### Text excerpt
◆ ◆ ◆ ◆ ◆
BC veteran coach Jerry York said it’s an exciting time to be a member of the league.

“I think it’s a home run for our league,’’ said York. “I think [commissioner] Joe Bertagna has got to be given a lot of [credit] that he’d go out and bring in a team like that. To bring in a legitimate national contender and a brand name like Notre Dame, it makes us that much stronger as a league. We’ll all benefit.’’

One of the hallmarks of Hockey East has been the high-level competition throughout the regular season that results in all teams being at the top of their games by the time the playoffs begin. This year, all 11 teams will make it to the postseason for the first time ever.

“It brings a traditional rival into our league,’’ said York. “It brings in another school that’s going to compete for a national championship. When they come to our building, it’s not quite [like facing Boston University] but it’s in that hemisphere. We welcome Jeff Jackson and his crew but we also understand he’s not coming here to lose games.’’

The league’s coaches have applauded the new schedule format with only 20 league games, down from 27 last year, which allows everyone to schedule more non-league play.
◆ ◆ ◆ ◆ ◆
A block of data:

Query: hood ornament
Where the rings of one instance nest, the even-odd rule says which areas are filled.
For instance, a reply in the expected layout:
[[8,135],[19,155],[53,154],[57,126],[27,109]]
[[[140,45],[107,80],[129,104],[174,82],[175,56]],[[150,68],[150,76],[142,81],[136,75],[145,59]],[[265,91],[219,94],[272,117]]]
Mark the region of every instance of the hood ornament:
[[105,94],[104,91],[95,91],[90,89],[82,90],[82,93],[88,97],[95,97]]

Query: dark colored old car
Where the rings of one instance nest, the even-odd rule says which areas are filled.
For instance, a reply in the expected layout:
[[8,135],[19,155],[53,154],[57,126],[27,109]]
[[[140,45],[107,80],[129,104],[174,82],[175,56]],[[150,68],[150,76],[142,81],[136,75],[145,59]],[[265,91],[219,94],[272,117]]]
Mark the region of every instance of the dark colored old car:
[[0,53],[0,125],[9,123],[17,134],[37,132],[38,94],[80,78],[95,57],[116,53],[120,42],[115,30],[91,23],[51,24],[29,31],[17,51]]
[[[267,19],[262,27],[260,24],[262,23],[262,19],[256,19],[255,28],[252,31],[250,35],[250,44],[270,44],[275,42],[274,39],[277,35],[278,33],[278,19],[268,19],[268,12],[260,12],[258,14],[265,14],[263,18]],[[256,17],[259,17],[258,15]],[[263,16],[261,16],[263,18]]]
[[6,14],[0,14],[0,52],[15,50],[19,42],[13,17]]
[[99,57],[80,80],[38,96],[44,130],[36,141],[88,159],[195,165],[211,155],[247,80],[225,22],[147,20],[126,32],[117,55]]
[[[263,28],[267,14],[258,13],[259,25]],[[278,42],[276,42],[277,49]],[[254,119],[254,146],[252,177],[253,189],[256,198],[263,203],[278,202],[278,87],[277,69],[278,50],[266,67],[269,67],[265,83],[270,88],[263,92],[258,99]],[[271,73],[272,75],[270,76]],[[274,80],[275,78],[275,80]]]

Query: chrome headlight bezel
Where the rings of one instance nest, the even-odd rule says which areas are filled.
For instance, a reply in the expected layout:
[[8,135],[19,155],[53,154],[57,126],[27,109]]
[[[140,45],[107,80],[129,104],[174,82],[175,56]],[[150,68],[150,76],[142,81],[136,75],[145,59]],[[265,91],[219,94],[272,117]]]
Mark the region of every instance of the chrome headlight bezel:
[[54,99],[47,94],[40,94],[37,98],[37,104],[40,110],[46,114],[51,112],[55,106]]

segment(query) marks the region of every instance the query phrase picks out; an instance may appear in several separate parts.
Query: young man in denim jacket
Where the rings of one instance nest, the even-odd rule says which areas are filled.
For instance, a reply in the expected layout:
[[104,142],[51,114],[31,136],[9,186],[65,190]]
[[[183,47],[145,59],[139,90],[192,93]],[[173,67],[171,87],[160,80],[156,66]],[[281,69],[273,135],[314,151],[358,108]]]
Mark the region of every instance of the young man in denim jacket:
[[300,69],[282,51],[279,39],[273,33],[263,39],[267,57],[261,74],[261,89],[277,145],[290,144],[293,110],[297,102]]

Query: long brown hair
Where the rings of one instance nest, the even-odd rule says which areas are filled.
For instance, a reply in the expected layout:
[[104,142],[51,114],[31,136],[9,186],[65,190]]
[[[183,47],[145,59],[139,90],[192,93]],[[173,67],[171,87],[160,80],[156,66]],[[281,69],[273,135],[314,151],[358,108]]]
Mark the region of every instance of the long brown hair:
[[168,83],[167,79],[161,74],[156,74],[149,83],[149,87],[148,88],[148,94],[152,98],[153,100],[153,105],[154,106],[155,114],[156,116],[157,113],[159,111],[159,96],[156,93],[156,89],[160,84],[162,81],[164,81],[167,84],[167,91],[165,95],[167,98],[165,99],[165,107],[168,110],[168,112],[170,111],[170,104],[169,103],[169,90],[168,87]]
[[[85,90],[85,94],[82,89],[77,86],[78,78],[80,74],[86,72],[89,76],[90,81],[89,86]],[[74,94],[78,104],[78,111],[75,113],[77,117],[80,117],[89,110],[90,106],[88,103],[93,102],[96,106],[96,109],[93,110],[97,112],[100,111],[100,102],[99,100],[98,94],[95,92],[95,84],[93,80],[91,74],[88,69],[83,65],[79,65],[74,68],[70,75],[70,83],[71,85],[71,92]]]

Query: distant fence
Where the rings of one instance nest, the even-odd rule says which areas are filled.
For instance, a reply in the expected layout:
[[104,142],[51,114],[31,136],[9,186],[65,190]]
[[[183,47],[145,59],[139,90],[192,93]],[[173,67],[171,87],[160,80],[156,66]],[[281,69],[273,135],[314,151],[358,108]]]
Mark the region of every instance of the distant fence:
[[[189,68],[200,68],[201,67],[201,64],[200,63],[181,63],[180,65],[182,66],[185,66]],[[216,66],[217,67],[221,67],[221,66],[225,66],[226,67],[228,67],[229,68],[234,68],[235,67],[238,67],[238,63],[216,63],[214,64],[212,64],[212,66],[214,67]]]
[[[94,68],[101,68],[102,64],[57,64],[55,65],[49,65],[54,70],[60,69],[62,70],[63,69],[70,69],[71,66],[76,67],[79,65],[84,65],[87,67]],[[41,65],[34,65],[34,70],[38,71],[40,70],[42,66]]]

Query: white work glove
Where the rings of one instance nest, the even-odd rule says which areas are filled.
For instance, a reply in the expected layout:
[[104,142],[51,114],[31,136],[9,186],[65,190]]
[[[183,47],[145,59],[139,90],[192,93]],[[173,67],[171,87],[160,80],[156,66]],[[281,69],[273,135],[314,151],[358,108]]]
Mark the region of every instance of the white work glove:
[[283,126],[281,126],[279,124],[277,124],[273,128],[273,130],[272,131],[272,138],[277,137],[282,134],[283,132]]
◆ ◆ ◆ ◆ ◆
### Required task
Name every person mentioned in the Hockey East text above.

### Complete answer
Jerry York, Joe Bertagna, Jeff Jackson